Page extract >>
Black and white headshot of British poet Algernon Charles Swinburne

English poet and critic Algernon Charles Swinburne was born into a wealthy Northumbrian family in London, England in 1837. He was educated at Eton College and at Balliol College, Oxford, but did not complete a degree. Swinburne was one of the most accomplished lyric poets of the Victorian era and was a preeminent symbol of rebellion against the conservative values of his time. His books include Poems and Ballads, Second Series (1878), Songs Before Sunrise (1871), Poems and Ballads (1866), Chastelard (1865), Atalanta in Calydon (1865), and The Queen-Mother and Rosamond (1860).

The explicit and often pathological sexual themes of his most important collection of poetry, Poems and Ballads (1866), delighted some, shocked many, and became the dominant feature of Swinburne’s image as both an artist and an individual. Nevertheless, critics have found that to focus exclusively on the sensational aspects of Swinburne’s work is to miss the assertion, implicit in his poetry and explicit in his critical writings, that his primary preoccupation was the nature and creation of poetic beauty.

While at Oxford, Swinburne met the brothers William Michael and Dante Gabriel Rossetti, as well as other members of the Pre-Raphaelite circle, a group of artists and writers whose work emphasized medieval subjects, elaborate religious symbolism, and a sensual pictorialism, and who cultivated an aura of mystery and melancholy in their lives as well as in their works. In 1860 Swinburne published two verse dramas in the volume The Queen-Mother and Rosamond, which was largely ignored. He achieved his first literary success in 1865 with Atalanta in Calydon, which was written in the form of classical Greek tragedy. The following year the appearance of Poems and Ballads brought Swinburne instant notoriety. He became identified with the “indecent” themes and the precept of art for art’s sake that characterized many of the poems in the volume. He subsequently wrote poetry of many different kinds, including the militantly republican Song of Italy (1867) and Songs before Sunrise (1871) in support of the risorgimento, the movement for Italian political unity, as well as nature poetry. Although individual volumes of Swinburne’s poetry were occasionally well received, in general his popularity and critical reputation declined following the initial sensation of Poems and Ballads.

Swinburne’s physical appearance, his personality, and the facts of his life have received much attention from biographers and from commentators exploring biographical bases of his works. He was small, frail, and plagued by numerous peculiarities of physique and temperament, including an overlarge head, nervous gestures, and seizures that may have been manifestations of a form of epilepsy. Throughout the 1860s and 1870s, he drank excessively and was prone to accidents that often left him bruised, bloody, or unconscious. Until his 40s, he suffered intermittent physical collapses that necessitated removal to his parents’ home while he recovered. In 1879, Swinburne’s friend and literary agent, Theodore Watts-Dunton, intervened during a time when Swinburne was dangerously ill. Watts-Dunton isolated Swinburne at a suburban home in Putney and gradually weaned him from alcohol—and from many former companions and habits as well. Swinburne lived another 30 years with Watts-Dunton, whose role remains controversial. He denied Swinburne’s friends access to him, controlled the poet’s money, and restricted his activities. However, commentators agree that Swinburne’s erratic conduct could have resulted in his death, and Watts-Dunton is generally credited with saving his life and encouraging him to continue writing into his old age. Swinburne died in London on April 10, 1909 at the age of 72.

(Position identification records)
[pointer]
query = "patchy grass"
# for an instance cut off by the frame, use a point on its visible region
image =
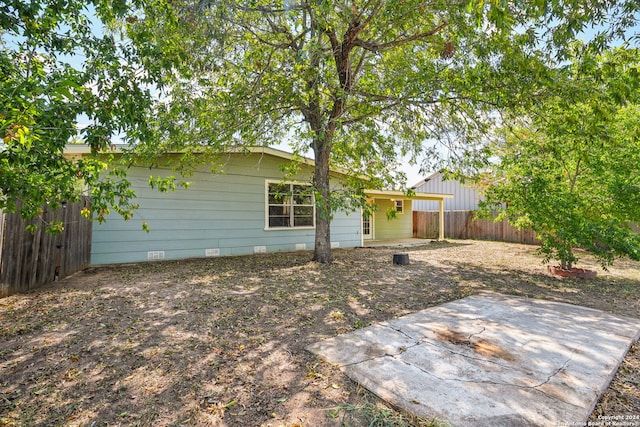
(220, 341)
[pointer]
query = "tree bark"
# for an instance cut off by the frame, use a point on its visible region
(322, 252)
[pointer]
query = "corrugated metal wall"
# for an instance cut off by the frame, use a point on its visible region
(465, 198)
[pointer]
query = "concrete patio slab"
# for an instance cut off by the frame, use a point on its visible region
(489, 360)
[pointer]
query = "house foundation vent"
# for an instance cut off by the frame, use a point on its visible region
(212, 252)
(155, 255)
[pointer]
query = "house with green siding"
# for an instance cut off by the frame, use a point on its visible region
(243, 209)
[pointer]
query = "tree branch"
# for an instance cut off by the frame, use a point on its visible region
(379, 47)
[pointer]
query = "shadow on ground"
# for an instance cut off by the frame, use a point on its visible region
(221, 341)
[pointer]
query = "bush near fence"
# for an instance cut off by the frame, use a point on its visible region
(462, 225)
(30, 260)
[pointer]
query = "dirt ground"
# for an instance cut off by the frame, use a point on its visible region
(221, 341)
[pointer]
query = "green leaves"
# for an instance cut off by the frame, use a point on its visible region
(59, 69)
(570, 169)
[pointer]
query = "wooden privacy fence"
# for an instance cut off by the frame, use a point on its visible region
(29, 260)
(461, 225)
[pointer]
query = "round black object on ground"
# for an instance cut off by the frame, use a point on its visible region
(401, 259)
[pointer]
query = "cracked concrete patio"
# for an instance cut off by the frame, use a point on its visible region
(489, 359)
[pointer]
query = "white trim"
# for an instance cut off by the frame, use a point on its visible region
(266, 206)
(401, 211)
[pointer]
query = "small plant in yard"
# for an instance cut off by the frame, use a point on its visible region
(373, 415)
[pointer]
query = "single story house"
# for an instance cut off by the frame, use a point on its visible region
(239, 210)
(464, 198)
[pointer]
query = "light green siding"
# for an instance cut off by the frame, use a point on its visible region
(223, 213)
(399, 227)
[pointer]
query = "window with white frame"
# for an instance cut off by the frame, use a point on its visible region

...

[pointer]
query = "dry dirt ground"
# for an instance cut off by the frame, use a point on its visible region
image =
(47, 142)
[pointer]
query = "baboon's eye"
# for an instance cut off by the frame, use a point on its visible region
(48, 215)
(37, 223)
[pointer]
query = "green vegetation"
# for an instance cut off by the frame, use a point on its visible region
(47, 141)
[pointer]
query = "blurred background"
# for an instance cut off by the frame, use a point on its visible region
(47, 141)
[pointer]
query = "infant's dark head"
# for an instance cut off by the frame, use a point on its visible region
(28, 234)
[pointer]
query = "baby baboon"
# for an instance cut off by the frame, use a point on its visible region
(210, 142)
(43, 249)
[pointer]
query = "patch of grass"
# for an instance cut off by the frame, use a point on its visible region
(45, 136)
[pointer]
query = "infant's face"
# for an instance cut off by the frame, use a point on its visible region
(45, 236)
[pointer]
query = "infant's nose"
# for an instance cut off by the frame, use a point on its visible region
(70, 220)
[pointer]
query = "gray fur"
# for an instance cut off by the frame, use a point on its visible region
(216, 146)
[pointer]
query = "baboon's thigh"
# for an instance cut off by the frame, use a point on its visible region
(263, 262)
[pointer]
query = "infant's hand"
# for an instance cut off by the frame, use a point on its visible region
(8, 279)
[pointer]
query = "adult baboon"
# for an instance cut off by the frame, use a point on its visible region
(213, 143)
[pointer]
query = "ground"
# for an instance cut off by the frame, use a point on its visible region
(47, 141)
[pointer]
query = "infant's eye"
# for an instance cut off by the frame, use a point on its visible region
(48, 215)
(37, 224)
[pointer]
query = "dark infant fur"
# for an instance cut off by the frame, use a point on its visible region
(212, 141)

What you are asked to do >>
In the Swinburne biography, change "Balliol College" to "Magdalen College" and give the passage again between "Black and white" and "and Rosamond (1860).", inclusive.

Answer to this problem >>
Black and white headshot of British poet Algernon Charles Swinburne

English poet and critic Algernon Charles Swinburne was born into a wealthy Northumbrian family in London, England in 1837. He was educated at Eton College and at Magdalen College, Oxford, but did not complete a degree. Swinburne was one of the most accomplished lyric poets of the Victorian era and was a preeminent symbol of rebellion against the conservative values of his time. His books include Poems and Ballads, Second Series (1878), Songs Before Sunrise (1871), Poems and Ballads (1866), Chastelard (1865), Atalanta in Calydon (1865), and The Queen-Mother and Rosamond (1860).